Goal of the exercise => Rewrite the lines below, changing every "agronomist" to "crop scout" and leaving everything else as it is.

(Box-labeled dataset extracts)
__________

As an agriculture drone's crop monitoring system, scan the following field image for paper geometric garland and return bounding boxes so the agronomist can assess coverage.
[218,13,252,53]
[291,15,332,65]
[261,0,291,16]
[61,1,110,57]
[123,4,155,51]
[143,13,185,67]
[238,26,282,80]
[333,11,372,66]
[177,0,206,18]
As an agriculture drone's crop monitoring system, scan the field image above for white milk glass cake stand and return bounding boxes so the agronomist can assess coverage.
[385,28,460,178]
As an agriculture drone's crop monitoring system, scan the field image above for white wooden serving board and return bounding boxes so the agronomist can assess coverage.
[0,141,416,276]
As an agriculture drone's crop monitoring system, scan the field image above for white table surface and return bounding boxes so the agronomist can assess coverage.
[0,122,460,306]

__________

Solution for this problem =>
As an agriculture drone's crop monitoring system, scan the following field image for paper geometric garland and return bounding boxes so the crop scout can assess coverage.
[218,13,252,53]
[291,15,332,65]
[261,0,291,16]
[61,1,110,57]
[123,4,155,51]
[143,13,185,67]
[238,26,282,80]
[333,11,372,66]
[177,0,206,18]
As an agriculture drone's crop monitoring system, scan the field image above for white milk glass cake stand and return bounding boxes so the crop scout can assess coverage.
[385,28,460,178]
As an agriculture drone's crop monitoring system, scan the field image above for white wooden serving board and return bounding boxes so the crop scout can assess coverage.
[0,141,416,276]
As an agriculture drone's crop monitoring system, scan the field image above for white table surface and return bounding boxes so the crop scout can assess coverage.
[0,122,460,306]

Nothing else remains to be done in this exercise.